--- BEGIN Input rows ---

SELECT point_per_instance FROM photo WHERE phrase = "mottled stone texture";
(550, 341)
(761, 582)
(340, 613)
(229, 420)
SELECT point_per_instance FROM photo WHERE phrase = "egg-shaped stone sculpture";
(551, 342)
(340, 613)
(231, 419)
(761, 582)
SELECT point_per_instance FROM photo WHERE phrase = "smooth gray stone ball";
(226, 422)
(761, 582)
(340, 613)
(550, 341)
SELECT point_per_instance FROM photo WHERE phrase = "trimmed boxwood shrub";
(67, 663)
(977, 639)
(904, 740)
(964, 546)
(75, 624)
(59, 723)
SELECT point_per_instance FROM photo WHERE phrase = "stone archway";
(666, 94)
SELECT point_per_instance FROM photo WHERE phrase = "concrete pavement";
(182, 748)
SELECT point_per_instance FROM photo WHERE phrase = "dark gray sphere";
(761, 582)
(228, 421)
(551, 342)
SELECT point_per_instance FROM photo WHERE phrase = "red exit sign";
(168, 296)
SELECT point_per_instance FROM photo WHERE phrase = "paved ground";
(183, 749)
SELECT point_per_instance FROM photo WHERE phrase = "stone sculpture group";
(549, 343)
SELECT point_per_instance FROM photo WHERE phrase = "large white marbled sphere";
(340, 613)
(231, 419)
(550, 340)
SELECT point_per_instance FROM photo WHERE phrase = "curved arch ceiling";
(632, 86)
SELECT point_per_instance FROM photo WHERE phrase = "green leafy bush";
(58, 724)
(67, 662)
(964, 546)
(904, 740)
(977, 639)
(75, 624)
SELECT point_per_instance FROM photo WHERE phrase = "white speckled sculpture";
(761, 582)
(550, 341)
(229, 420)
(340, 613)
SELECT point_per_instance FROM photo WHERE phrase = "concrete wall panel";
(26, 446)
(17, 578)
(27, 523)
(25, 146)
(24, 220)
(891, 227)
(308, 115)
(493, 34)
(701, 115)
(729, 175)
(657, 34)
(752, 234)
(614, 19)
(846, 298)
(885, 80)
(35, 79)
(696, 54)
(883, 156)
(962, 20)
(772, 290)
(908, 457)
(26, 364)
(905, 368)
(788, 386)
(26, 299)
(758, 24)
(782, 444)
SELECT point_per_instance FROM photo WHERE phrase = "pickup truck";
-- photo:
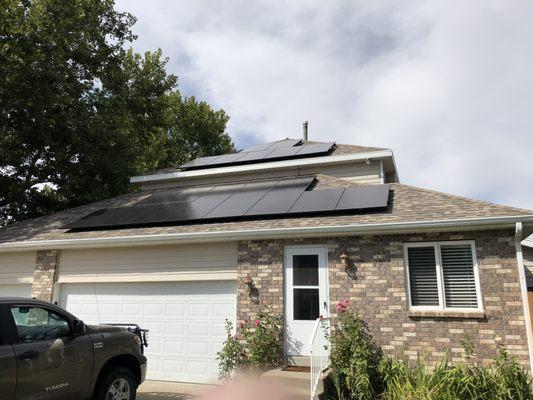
(47, 353)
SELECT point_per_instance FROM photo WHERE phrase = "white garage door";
(21, 290)
(185, 319)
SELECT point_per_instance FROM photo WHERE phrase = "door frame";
(289, 251)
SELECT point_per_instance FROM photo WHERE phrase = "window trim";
(440, 278)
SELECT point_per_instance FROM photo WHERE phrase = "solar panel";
(315, 149)
(374, 196)
(233, 201)
(277, 201)
(264, 152)
(320, 200)
(199, 162)
(283, 152)
(173, 195)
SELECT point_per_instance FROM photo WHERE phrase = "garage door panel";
(186, 321)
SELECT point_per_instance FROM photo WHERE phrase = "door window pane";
(306, 304)
(423, 276)
(305, 270)
(36, 323)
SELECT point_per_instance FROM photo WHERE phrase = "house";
(298, 226)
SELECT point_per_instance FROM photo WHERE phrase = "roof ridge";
(463, 198)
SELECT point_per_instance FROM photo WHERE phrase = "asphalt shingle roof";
(407, 204)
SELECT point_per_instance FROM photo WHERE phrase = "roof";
(340, 149)
(408, 204)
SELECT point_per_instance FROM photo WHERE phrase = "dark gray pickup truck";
(47, 353)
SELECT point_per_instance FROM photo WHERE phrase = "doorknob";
(28, 355)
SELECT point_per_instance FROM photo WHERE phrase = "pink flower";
(342, 305)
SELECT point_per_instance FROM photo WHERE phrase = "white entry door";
(185, 319)
(306, 295)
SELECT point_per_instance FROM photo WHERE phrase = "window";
(36, 323)
(305, 287)
(442, 276)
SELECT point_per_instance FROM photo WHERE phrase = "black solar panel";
(315, 149)
(314, 201)
(374, 196)
(234, 201)
(264, 152)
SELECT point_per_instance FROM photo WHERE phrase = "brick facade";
(378, 293)
(45, 274)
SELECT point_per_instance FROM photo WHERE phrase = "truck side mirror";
(78, 327)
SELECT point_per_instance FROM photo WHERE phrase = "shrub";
(355, 358)
(262, 339)
(232, 356)
(257, 347)
(506, 380)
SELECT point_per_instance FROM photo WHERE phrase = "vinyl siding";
(354, 172)
(210, 261)
(528, 262)
(17, 267)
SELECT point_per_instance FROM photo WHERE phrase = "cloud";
(447, 86)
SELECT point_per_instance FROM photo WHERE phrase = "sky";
(448, 86)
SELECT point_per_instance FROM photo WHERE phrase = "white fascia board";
(528, 242)
(274, 233)
(268, 166)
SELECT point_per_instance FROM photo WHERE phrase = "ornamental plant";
(255, 348)
(355, 358)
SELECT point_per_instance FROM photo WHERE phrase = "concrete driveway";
(157, 390)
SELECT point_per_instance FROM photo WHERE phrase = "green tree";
(80, 112)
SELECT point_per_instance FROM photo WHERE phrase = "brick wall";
(45, 274)
(378, 293)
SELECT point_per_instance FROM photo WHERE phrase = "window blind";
(458, 276)
(423, 276)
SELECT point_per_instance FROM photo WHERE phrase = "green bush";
(359, 371)
(505, 380)
(355, 358)
(256, 348)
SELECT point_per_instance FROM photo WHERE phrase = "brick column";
(45, 274)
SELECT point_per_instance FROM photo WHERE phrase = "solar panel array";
(234, 202)
(285, 149)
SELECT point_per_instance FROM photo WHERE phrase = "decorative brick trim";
(377, 292)
(447, 314)
(44, 275)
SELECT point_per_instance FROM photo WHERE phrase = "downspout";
(523, 289)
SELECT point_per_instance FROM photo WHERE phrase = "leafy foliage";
(80, 112)
(257, 347)
(359, 371)
(232, 356)
(355, 358)
(506, 380)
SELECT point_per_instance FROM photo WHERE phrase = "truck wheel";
(118, 384)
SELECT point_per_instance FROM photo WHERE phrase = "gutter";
(273, 233)
(268, 166)
(523, 290)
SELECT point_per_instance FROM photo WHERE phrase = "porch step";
(303, 361)
(297, 384)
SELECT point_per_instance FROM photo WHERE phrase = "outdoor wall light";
(253, 293)
(349, 267)
(345, 259)
(249, 282)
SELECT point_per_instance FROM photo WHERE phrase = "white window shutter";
(458, 276)
(423, 283)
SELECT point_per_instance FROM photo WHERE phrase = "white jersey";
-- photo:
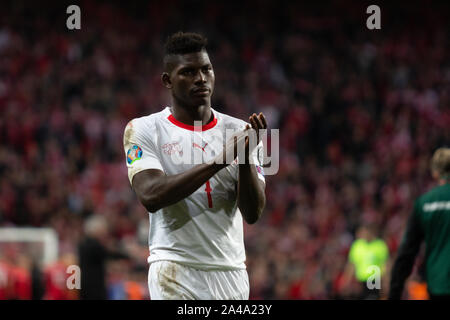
(204, 230)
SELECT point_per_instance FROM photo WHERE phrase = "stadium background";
(359, 111)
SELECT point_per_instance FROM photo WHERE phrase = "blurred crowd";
(359, 111)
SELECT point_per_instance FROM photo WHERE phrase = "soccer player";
(429, 222)
(196, 210)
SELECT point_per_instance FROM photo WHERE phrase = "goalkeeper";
(429, 222)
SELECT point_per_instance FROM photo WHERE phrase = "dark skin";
(190, 78)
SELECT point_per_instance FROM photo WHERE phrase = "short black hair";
(185, 42)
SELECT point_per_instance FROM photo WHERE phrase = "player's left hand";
(258, 123)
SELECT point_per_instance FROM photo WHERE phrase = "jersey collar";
(205, 127)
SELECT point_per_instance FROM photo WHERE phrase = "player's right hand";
(232, 148)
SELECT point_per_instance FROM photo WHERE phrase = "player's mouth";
(201, 92)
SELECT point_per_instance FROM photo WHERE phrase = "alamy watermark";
(74, 20)
(74, 280)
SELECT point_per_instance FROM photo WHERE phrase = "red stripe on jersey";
(205, 127)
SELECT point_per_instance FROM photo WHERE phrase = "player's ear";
(165, 78)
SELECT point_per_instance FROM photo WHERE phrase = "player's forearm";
(251, 197)
(168, 190)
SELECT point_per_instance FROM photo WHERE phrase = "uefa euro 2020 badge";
(133, 154)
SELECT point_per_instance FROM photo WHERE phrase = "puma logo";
(196, 145)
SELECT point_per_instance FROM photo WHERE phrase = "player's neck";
(188, 115)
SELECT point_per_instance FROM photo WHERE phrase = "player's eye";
(188, 72)
(207, 69)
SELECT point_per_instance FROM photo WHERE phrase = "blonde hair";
(440, 162)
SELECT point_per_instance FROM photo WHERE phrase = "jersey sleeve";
(258, 156)
(140, 150)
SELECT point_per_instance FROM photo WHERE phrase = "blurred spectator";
(93, 254)
(366, 252)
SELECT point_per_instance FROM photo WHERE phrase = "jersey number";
(208, 193)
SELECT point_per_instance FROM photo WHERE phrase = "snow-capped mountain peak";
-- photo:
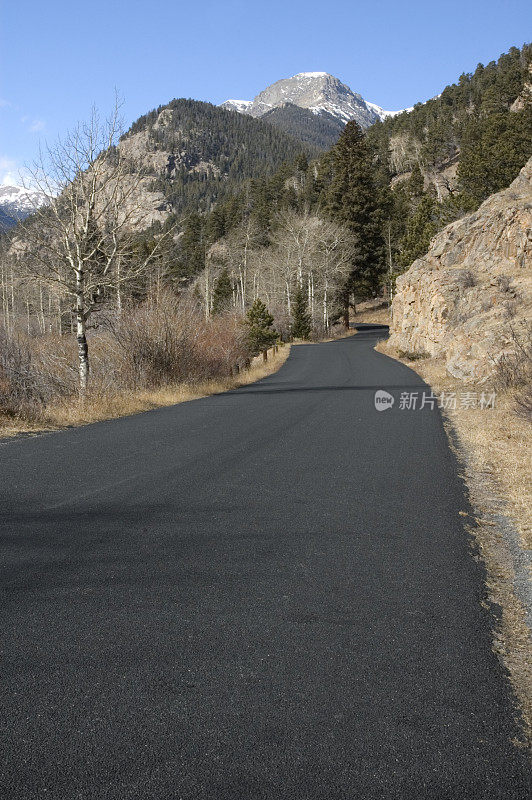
(17, 202)
(318, 92)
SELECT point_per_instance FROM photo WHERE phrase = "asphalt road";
(264, 594)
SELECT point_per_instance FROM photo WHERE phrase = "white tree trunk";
(81, 335)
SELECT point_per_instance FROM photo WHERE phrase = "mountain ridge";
(319, 92)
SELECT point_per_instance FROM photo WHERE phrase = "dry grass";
(69, 412)
(493, 445)
(496, 439)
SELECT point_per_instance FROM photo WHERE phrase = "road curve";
(267, 594)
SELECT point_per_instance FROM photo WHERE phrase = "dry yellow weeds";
(110, 406)
(494, 446)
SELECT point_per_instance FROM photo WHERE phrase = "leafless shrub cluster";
(171, 342)
(514, 371)
(25, 384)
(157, 344)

--- END Input rows ---

To be done> Please pick out every line in the rows above that contains the string "sculpture", and copy each one as it appears. Matching is case-sensitive.

Written response>
SELECT point_per_instance FROM photo WHERE phrase = "egg-shaped stone sculpture";
SELECT point_per_instance FROM photo WHERE phrase = "stone sculpture group";
SELECT point_per_instance FROM photo WHERE phrase = "white speckled sculpture";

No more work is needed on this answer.